## Begin LISTING

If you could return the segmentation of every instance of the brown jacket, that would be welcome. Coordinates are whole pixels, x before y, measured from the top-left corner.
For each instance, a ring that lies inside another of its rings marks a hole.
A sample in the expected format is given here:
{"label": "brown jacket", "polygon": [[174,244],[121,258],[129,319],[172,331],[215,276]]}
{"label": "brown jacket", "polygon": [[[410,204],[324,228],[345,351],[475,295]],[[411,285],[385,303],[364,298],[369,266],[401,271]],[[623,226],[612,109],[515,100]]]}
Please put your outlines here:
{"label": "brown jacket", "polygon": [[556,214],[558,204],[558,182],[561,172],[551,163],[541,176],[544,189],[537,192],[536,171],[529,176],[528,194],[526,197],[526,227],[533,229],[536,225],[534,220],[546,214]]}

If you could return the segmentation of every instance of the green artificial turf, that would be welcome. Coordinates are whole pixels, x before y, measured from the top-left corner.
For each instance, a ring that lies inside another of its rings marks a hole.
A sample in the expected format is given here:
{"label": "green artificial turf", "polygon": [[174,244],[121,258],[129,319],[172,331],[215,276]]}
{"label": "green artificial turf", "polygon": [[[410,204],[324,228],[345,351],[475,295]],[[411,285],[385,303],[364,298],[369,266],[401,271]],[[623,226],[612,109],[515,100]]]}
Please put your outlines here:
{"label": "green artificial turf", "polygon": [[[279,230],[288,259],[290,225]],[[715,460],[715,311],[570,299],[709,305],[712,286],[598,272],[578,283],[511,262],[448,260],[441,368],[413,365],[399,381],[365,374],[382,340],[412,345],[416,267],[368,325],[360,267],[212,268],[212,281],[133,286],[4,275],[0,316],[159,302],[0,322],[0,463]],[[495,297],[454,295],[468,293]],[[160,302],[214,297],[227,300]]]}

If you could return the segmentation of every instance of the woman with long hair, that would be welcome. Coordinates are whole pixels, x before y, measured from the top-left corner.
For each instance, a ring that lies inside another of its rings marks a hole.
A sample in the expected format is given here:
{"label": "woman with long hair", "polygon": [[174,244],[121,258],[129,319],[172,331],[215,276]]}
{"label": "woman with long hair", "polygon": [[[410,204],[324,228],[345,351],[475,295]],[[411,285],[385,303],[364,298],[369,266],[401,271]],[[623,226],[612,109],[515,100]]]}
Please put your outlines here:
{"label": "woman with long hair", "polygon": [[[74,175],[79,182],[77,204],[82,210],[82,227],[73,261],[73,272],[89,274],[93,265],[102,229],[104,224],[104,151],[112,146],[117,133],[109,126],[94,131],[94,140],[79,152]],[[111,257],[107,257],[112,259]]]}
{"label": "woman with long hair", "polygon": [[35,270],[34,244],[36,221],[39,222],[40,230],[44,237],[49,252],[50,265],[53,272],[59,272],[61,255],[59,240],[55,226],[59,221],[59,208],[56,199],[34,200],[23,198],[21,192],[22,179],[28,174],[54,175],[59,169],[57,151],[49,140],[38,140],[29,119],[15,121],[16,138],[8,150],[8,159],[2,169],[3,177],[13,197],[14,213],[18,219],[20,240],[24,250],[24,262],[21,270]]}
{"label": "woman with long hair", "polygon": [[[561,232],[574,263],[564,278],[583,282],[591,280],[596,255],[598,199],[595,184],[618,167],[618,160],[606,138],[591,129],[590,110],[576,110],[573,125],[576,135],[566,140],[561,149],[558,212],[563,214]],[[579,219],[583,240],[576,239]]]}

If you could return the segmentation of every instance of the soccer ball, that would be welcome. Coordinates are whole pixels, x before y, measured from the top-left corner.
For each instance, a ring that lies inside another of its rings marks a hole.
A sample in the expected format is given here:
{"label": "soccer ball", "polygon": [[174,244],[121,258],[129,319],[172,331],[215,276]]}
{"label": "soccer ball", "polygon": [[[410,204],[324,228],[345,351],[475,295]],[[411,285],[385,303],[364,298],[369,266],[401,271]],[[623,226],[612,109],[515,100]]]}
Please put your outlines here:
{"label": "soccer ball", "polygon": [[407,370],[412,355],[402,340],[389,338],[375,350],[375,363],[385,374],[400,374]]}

## End LISTING
## Begin LISTING

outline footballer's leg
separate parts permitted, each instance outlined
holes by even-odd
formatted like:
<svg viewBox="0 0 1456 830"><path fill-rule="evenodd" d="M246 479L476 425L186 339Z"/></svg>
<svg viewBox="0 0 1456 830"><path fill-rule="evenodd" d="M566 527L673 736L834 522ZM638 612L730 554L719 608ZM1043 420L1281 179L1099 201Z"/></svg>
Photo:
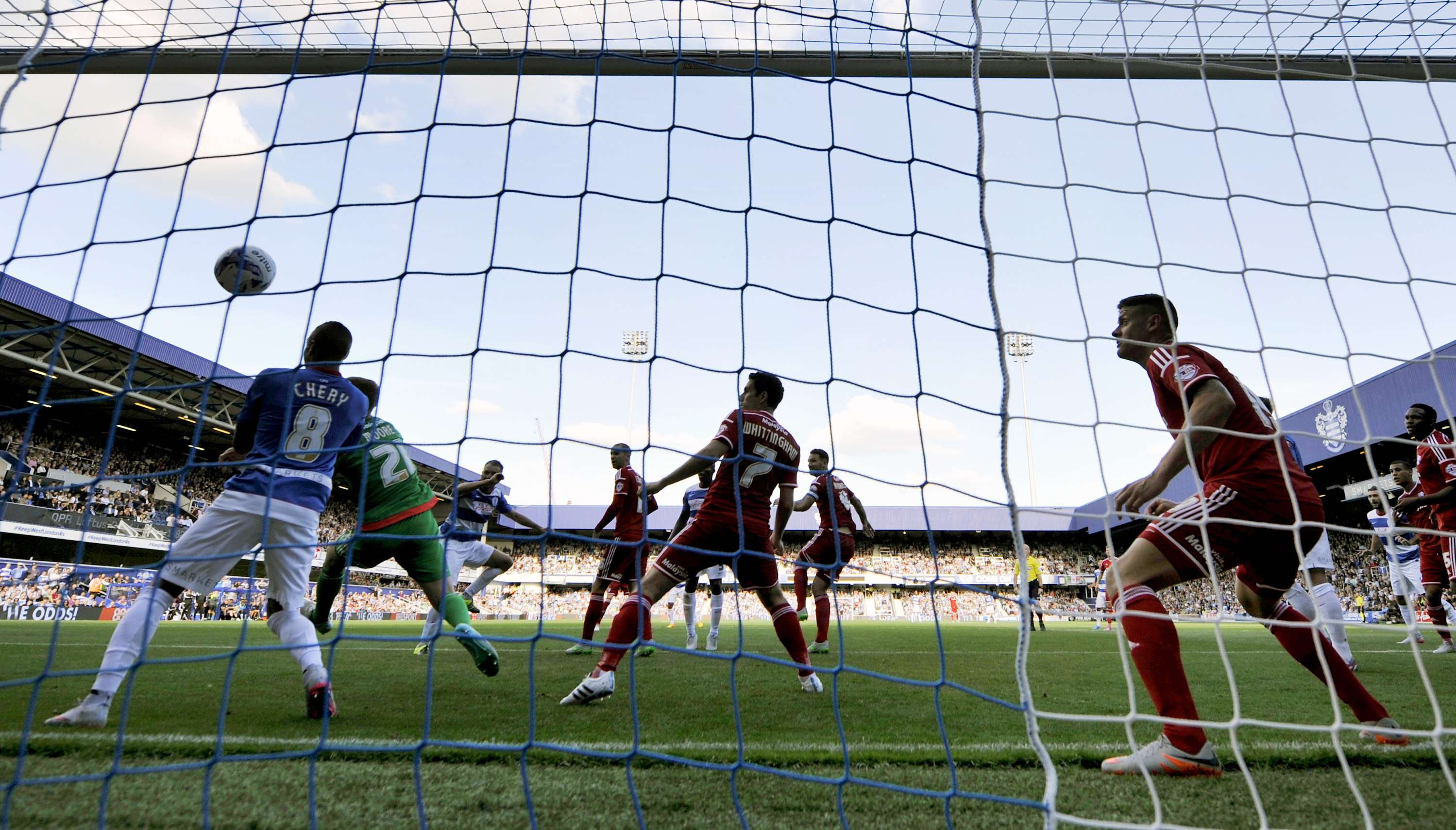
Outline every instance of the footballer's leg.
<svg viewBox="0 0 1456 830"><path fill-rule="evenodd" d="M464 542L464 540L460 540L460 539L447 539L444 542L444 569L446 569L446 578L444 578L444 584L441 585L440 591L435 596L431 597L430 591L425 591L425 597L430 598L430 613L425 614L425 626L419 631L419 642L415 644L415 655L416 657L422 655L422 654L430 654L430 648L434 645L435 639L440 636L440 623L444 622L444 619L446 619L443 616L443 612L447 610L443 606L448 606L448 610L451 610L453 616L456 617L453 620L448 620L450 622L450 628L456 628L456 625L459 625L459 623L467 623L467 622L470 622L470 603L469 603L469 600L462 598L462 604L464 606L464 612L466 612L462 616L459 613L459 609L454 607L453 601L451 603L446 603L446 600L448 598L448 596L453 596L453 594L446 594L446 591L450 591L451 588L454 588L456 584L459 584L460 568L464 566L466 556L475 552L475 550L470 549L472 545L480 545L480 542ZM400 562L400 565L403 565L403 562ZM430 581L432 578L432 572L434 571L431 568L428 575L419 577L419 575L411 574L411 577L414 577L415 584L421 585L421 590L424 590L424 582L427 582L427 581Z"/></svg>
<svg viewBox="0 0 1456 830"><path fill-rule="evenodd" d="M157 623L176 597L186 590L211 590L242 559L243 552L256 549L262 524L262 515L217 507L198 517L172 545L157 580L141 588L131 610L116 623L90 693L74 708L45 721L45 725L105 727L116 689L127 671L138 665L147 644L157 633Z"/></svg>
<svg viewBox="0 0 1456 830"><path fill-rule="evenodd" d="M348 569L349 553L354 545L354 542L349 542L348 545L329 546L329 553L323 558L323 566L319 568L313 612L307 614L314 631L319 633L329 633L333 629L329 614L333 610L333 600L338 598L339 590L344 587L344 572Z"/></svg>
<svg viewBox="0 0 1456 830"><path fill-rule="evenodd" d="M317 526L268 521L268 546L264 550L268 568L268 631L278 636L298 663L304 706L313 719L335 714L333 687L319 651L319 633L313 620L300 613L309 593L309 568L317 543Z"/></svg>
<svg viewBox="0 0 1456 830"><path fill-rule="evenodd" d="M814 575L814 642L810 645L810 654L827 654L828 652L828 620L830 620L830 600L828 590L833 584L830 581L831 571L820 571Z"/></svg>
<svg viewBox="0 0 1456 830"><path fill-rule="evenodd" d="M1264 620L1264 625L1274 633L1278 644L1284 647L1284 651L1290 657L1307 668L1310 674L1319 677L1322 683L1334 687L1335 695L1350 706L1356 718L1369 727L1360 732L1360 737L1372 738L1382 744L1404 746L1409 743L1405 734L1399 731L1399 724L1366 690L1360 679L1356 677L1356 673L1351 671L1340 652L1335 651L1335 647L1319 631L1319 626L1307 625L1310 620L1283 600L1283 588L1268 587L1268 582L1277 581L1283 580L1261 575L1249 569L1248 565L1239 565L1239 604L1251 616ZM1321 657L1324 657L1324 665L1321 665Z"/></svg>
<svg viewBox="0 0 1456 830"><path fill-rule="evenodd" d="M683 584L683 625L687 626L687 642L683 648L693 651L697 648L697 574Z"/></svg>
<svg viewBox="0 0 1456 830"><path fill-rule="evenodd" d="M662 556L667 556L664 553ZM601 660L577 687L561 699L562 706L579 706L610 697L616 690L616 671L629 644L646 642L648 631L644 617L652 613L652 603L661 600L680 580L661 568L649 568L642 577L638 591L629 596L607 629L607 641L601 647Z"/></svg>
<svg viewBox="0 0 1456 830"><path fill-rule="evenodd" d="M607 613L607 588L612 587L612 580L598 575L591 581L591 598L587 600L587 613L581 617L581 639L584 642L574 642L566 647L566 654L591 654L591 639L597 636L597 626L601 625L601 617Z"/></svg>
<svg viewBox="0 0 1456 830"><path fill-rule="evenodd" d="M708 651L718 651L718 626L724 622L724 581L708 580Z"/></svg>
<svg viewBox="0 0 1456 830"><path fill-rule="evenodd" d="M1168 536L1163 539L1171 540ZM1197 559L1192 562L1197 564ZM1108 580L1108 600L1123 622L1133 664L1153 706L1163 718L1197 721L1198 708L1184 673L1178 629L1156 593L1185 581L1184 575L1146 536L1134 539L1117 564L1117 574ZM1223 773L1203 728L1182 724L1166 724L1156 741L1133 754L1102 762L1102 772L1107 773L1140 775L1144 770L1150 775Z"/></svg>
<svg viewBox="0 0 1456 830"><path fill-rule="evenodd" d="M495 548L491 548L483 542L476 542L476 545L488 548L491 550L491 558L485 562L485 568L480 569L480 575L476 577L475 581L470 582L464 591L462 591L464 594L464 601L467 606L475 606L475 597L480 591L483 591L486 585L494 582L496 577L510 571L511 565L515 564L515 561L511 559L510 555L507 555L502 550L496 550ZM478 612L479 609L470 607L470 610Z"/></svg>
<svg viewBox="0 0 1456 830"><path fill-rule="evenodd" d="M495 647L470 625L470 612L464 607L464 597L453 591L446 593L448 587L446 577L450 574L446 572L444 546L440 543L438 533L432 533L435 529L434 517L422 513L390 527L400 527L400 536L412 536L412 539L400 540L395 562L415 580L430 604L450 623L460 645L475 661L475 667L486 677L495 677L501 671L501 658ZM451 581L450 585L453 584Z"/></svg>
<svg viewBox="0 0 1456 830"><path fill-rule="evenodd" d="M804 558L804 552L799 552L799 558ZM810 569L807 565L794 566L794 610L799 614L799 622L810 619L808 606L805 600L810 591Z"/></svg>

## End LISTING

Find every line in the items above that contains the string "footballer" with the same capitalization, and copy each of those lines in full.

outline footballer's leg
Outline every instance of the footballer's leg.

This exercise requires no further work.